**Dataset records:**

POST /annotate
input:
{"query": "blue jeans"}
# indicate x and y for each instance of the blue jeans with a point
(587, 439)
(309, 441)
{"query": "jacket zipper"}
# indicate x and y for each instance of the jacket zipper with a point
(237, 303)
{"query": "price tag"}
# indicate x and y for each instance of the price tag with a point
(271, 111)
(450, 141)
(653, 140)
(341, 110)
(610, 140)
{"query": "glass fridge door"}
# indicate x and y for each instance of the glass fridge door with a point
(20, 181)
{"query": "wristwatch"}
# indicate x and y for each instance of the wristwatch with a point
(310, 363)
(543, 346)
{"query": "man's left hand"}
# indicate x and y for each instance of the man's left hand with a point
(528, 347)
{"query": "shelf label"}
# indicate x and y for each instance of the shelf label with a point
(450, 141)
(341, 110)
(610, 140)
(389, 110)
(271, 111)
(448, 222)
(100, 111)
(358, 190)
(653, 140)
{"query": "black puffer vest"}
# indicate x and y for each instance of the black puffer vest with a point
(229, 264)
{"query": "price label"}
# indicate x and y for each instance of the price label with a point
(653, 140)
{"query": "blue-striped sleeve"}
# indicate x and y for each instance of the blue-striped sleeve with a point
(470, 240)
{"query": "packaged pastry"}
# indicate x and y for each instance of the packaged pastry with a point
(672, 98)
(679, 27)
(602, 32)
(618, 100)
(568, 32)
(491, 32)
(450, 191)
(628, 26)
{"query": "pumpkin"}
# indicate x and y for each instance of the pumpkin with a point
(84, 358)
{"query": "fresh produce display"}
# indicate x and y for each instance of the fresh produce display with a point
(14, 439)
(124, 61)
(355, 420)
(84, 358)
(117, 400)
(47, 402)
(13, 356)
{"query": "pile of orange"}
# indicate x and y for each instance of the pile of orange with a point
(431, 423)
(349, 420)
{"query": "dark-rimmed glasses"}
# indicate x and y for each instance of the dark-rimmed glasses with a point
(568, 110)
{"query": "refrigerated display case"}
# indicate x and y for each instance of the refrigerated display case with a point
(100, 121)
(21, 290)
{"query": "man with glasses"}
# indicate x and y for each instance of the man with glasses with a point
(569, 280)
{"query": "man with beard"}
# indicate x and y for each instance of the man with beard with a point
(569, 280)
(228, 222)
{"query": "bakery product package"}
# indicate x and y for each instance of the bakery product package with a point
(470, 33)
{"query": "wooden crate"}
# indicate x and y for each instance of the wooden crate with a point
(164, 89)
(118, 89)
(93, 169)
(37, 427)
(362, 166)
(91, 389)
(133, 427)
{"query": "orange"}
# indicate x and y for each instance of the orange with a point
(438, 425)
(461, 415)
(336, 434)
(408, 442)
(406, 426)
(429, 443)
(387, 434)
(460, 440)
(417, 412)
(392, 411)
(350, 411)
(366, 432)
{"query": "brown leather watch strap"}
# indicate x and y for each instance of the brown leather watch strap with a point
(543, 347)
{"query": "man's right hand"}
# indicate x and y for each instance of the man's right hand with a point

**Task prompt:** Count the lines above that contain the string "black" and report only that number.

**Exercise solution:** 2